» **WORK INSTRUCTION 1**: In the dialogue on quantum computing, why does Dyakonov say that a useful quantum computer will never be controlled? Answer in one to three sentences.
» **WORK INSTRUCTION 2**: Translate this sentence from the dialogue on quantum computing into Spanish: "NASA, Google, IBM, and other organizations are testing quantum computing systems with around 20 qubits."
» **WORK INSTRUCTION 3**: Proceed with the dialogue on quantum computing, picking up after its last line.

» **DOCUMENT PASSAGE**:
>>

Furthermore, a computing machine must correct all small random errors for the computation to be correct. But not all qubit errors can be corrected . Thus errors within the encoder, introduced before the encoding entanglements are introduced, cannot be corrected.
Sagredo: Believe in the future of technology. Remember Archimedes said: Give me a lever and a place to stand, and I shall move the Earth.
Simplicio: NASA, Google, IBM, and other organizations are testing quantum computing systems with around 20 qubits. I know that is far behind the milepost of 50 qubits that was set up by DARPA for 2012. But one must be patient.
Salviati:I read this assessment by Michel Dyakonov in IEEE Spectrum : “There is a tremendous gap between the rudimentary but very hard experiments that have been carried out with a few qubits and the extremely developed quantum-computing theory, which relies on manipulating thousands to millions of qubits to calculate anything useful. That gap is not likely to be closed anytime soon.”
He added: “Such a computer would have to be able to manipulate — on a microscopic level and with enormous precision — a physical system characterized by an unimaginably huge set of parameters, each of which can take on a continuous range of values. Could we ever learn to control the more than 10³⁰⁰ continuously variable parameters defining the quantum state of such a system? My answer is simple. No, never.”

<<

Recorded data
>>

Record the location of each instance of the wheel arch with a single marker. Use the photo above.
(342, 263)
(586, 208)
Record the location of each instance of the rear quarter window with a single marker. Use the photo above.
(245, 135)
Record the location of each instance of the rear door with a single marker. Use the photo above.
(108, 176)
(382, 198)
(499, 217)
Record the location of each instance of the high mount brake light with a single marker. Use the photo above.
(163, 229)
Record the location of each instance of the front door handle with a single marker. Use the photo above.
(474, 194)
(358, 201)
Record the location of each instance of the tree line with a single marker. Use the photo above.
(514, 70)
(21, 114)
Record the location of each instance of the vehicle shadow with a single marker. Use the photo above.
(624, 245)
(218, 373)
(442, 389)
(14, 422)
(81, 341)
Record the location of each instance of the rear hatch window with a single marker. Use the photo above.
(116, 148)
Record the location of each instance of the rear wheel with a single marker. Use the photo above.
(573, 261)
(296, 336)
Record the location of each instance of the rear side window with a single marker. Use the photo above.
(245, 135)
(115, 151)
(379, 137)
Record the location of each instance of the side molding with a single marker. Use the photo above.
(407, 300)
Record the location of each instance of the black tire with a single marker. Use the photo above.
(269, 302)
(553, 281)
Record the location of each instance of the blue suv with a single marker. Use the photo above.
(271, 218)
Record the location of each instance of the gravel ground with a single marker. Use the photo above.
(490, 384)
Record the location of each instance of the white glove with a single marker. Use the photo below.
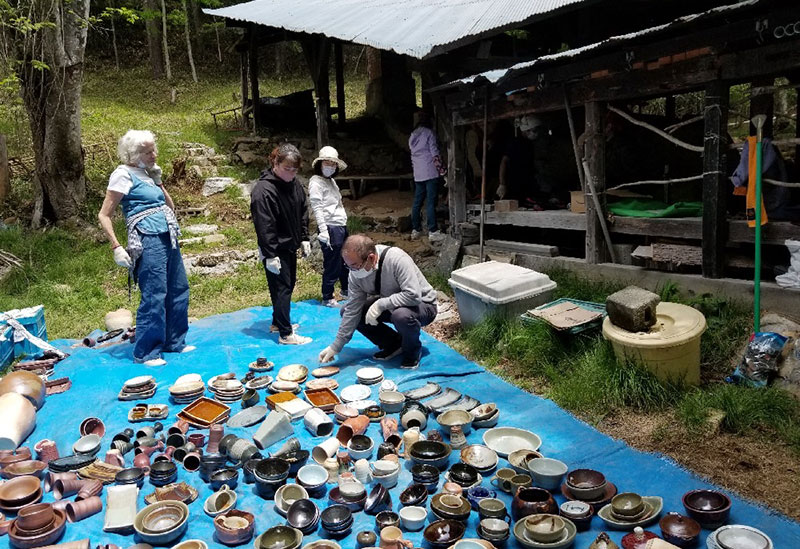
(373, 313)
(327, 355)
(122, 258)
(273, 265)
(155, 173)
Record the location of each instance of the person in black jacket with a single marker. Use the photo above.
(280, 215)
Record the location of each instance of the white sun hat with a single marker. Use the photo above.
(331, 154)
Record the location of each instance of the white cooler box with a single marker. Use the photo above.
(495, 288)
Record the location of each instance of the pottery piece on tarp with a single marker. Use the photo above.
(275, 427)
(19, 419)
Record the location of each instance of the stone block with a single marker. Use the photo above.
(633, 308)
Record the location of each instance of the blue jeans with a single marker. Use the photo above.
(422, 189)
(163, 316)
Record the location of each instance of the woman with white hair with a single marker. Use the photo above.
(153, 257)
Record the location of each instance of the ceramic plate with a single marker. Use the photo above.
(352, 393)
(567, 539)
(293, 372)
(655, 502)
(505, 440)
(248, 416)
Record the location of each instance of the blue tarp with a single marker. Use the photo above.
(229, 342)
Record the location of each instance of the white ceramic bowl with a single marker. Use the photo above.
(413, 518)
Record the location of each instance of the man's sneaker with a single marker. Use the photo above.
(411, 363)
(274, 329)
(387, 354)
(294, 339)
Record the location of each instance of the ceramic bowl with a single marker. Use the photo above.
(627, 504)
(710, 508)
(447, 420)
(544, 528)
(279, 537)
(443, 533)
(413, 518)
(479, 456)
(547, 473)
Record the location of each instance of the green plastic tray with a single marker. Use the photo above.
(586, 326)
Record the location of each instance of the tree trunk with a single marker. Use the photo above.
(154, 39)
(164, 36)
(188, 40)
(52, 99)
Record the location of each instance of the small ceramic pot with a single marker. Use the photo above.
(318, 423)
(79, 510)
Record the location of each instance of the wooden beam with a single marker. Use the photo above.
(594, 155)
(715, 179)
(338, 56)
(252, 56)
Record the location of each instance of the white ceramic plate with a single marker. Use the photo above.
(351, 393)
(505, 440)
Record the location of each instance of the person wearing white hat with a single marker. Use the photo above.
(326, 203)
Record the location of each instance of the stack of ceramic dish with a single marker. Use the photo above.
(543, 531)
(589, 486)
(284, 537)
(737, 536)
(162, 522)
(297, 373)
(226, 388)
(629, 510)
(337, 520)
(369, 375)
(710, 508)
(138, 388)
(485, 415)
(37, 525)
(354, 393)
(19, 492)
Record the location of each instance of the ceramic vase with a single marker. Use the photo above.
(19, 419)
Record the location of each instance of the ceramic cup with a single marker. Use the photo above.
(502, 478)
(318, 423)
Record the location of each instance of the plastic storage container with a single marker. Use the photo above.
(495, 288)
(32, 319)
(670, 349)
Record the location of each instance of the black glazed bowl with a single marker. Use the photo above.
(414, 494)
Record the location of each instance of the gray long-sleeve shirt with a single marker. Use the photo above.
(402, 285)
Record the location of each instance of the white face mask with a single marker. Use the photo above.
(360, 273)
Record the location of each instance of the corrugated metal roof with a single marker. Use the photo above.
(498, 76)
(418, 28)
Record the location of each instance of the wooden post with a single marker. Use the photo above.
(339, 62)
(762, 102)
(252, 54)
(715, 223)
(243, 61)
(5, 179)
(595, 145)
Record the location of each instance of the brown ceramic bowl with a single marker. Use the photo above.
(36, 516)
(19, 491)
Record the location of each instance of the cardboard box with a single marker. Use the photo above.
(577, 202)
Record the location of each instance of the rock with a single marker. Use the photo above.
(207, 239)
(200, 228)
(633, 308)
(214, 185)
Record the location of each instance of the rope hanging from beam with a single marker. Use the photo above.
(657, 131)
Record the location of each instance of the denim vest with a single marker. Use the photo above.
(142, 196)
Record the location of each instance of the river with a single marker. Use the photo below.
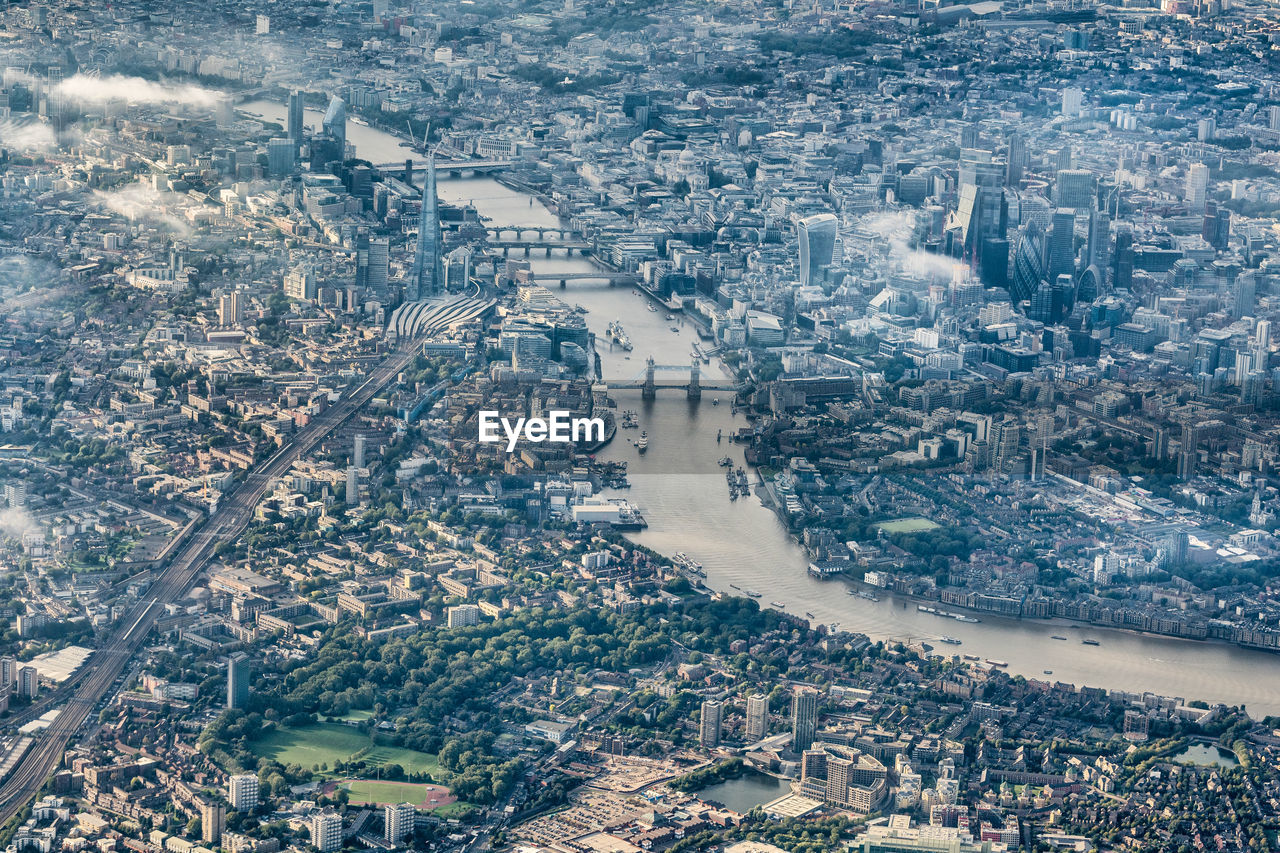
(743, 544)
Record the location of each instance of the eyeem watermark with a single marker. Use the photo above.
(561, 428)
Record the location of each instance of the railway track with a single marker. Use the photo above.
(105, 666)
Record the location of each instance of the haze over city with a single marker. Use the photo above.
(594, 425)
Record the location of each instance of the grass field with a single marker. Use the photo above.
(365, 792)
(327, 743)
(906, 525)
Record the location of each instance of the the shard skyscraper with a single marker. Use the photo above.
(428, 277)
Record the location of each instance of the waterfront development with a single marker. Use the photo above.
(743, 544)
(639, 428)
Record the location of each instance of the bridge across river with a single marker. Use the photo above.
(649, 384)
(449, 167)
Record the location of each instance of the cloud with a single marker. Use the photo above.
(32, 136)
(897, 228)
(19, 273)
(140, 201)
(135, 90)
(16, 521)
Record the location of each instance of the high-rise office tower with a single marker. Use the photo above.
(398, 821)
(242, 792)
(362, 258)
(1098, 251)
(327, 831)
(757, 717)
(804, 719)
(817, 236)
(336, 124)
(709, 725)
(1029, 269)
(428, 277)
(379, 265)
(981, 209)
(993, 263)
(213, 819)
(229, 309)
(1244, 295)
(280, 154)
(1016, 165)
(1006, 437)
(1197, 186)
(28, 682)
(1074, 190)
(296, 114)
(1121, 264)
(1073, 101)
(1188, 454)
(1061, 243)
(237, 680)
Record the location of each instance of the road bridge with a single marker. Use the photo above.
(410, 165)
(649, 384)
(567, 246)
(565, 278)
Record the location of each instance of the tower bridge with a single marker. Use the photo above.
(649, 384)
(452, 167)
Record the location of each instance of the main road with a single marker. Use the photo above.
(224, 524)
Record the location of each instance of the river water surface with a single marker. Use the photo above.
(681, 489)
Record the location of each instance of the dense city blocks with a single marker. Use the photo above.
(615, 427)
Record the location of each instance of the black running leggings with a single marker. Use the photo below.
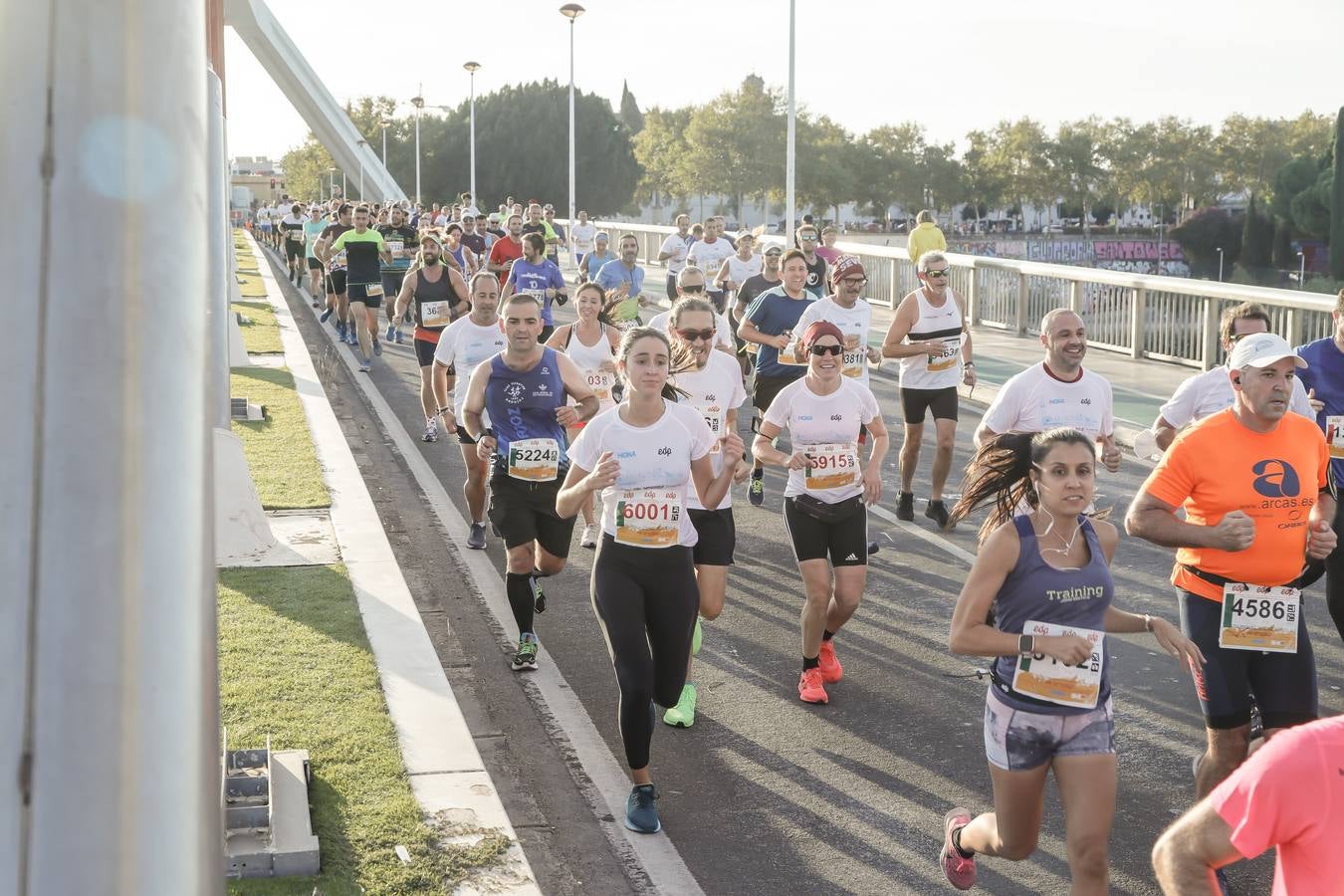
(645, 600)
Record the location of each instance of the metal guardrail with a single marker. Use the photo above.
(1164, 319)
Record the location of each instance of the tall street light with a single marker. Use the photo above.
(418, 101)
(570, 11)
(471, 69)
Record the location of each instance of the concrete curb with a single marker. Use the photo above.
(445, 769)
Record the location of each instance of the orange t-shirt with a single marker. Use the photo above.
(1218, 466)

<<

» **WRITTEN ANSWER 1**: Such a computer would have to manipulate a physical system with enormous precision at a microscopic level. That system is defined by an unimaginably huge set of parameters, more than 10³⁰⁰, and each one can take a continuous range of values. Dyakonov answers that we could never learn to control that many continuously variable parameters.

» **WRITTEN ANSWER 2**: NASA, Google, IBM y otras organizaciones están probando sistemas de computación cuántica con alrededor de 20 cúbits.

» **WRITTEN ANSWER 3**:
Sagredo: Once Mullah Nasruddin promised his king that he can teach his donkey to read. He said all that he needed was 1,000 dinars and ten years. The king agreed but insisted that if the donkey failed the test, Nasrullah would be put to death. When he reached home with the money, his wife was furious. Relax, Nasruddin told his wife, how does anyone know that a donkey cannot be taught to read. Furthermore, even if a donkey can’t be taught remember that ten years is a long time. During that period, the king may be dead, the donkey may be dead, or he may be dead. If they are not dead and if they are unable to teach the donkey, they can flee the kingdom in the tenth year.
Simplicio: Look for the new unexpected research findings that will be obtained as a side result of the quantum computing initiative.
Simplicio: Quantum cryptography is a breakthrough technology. Two users can exchange keys without anyone able to break the system. Surely, this is a fundamental advance of the greatest importance both for civilian communications and military applications . And isn’t it great that such key exchange can be done using wireless between satellites and with naval ships?
Salviati: But quantum cryptography is used only for key distribution (QKD). First, the two parties must be authenticated, which can only be done classically because the world of conscious agents is classical . Since a chain is only as strong as its weakest link, there is no point doing QKD, for the authentication process itself can be used to exchange keys.
Simplicio: We cannot yield the leadership in this technology to competitors who don’t have commitment to democracy and open society.
Sagredo: One day Mullah Nasruddin was in a mischievous mood. He assembled a crowd, and told them a made-up story about gold in the abandoned house beyond the village. When everybody ran to get their hands on the gold, Nasruddin started running with them. When asked by his friends why he was doing so, he said “So many people believe it, that I think it may be true!”
 R. Landuaer, The physical nature of information. Physics Letters A 217: 188–193, 1996.
 S. Kak, General qubit errors cannot be corrected. Information Sciences 152:195–202, 2003.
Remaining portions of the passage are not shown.